> Problem details: Would you please set down the entries below exactly as shown?

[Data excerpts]
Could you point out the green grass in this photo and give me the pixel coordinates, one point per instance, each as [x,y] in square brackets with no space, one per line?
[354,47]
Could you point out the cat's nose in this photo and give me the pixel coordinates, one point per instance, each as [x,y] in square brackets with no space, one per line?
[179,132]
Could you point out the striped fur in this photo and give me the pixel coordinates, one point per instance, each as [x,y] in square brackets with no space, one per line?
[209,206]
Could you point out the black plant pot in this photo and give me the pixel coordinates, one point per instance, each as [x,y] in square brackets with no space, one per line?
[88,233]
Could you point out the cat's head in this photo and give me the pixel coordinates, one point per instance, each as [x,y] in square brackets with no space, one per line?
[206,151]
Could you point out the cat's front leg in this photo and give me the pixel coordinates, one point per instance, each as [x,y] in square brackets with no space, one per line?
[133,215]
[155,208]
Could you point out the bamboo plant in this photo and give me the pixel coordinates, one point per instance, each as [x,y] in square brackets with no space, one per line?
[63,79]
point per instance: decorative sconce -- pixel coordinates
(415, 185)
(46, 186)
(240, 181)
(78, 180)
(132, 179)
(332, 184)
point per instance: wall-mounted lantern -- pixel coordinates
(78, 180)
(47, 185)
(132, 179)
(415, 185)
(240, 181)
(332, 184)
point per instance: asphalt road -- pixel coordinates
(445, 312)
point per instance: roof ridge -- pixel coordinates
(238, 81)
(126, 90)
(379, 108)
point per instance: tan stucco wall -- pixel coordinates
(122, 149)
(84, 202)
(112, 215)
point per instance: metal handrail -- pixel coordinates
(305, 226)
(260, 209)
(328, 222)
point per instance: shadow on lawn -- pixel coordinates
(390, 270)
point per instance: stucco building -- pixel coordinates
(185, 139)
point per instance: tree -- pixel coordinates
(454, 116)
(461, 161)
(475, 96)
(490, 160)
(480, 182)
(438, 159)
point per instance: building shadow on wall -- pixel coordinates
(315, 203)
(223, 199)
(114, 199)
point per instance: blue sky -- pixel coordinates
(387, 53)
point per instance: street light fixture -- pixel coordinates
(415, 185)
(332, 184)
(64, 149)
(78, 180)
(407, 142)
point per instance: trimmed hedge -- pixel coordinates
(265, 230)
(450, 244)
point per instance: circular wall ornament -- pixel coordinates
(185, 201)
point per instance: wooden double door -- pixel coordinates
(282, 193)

> Answer space:
Could you point out the green grass in this photo and give me the pixel coordinates, one point per instance, each as [x,y] in square brackets with no space, one per line?
[354,47]
Could you point out the cat's nose in this photo and give me the pixel coordinates, one point per instance, each as [x,y] in square brackets with no space, one per line?
[179,132]
Could you point out the striped fur in this photo and give me the pixel coordinates, one point per instance, each as [x,y] in square brackets with no space, one per line?
[209,206]
Could you point out the black plant pot in this photo and give me the pixel coordinates, one point per instance, each as [x,y] in square brackets with no space, one per line?
[88,233]
Could you point out the cat's head in this photo and give me the pixel coordinates, one point per instance, each as [x,y] in square brackets with no space, one per line?
[206,151]
Could you point out the cat's front leg in this photo and give me the pixel coordinates, one point per instance, each as [x,y] in square brackets with no space, one per line?
[133,215]
[155,208]
Could you point out the bamboo plant in this photo and give me the pixel coordinates, one point per instance, each as [x,y] in square brackets with no space, one per line?
[63,79]
point per instance: decorative sconce -- pixel coordinates
(415, 185)
(46, 186)
(240, 181)
(78, 180)
(132, 179)
(332, 184)
point per instance: wall-mounted lantern -- pixel coordinates
(78, 180)
(47, 185)
(132, 179)
(415, 185)
(240, 181)
(332, 184)
point per instance: asphalt road -- pixel coordinates
(445, 312)
point per instance: roof ridge -- pixel coordinates
(238, 81)
(126, 90)
(379, 108)
point per instance: tan stucco wall -- pixel coordinates
(122, 149)
(84, 202)
(112, 215)
point per instance: metal handrail -- pixel coordinates
(305, 226)
(260, 209)
(328, 222)
point per instance: shadow on lawn -- pixel coordinates
(390, 270)
point per instance: stucco building -- pixel coordinates
(185, 139)
point per instance: tree -- pixel coordinates
(454, 116)
(461, 161)
(475, 96)
(490, 160)
(480, 182)
(438, 159)
point per instance: building shadow on wall -- pixel coordinates
(315, 203)
(223, 199)
(114, 199)
point per instance: blue sky -- pixel coordinates
(387, 53)
point per instance: street light fixture -- pixel coordinates
(415, 185)
(332, 184)
(64, 149)
(78, 180)
(407, 142)
point per instance: trimmed hedge -- pixel coordinates
(265, 230)
(450, 244)
point per instance: circular wall ornament -- pixel coordinates
(185, 201)
point per instance: wooden double door -- pixel coordinates
(282, 193)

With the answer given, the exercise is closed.